What to do: Select every line below containing the word "each".

(Dataset items)

== Segment start ==

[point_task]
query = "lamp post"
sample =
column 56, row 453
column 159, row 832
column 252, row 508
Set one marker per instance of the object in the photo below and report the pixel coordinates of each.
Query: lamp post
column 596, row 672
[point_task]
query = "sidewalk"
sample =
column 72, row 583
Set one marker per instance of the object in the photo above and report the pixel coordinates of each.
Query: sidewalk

== Segment end ==

Solution to the exercise:
Set one marker per instance of the object in the photo below and report the pixel coordinates of each.
Set one marker per instance of the object in the photo above and report the pixel coordinates of each.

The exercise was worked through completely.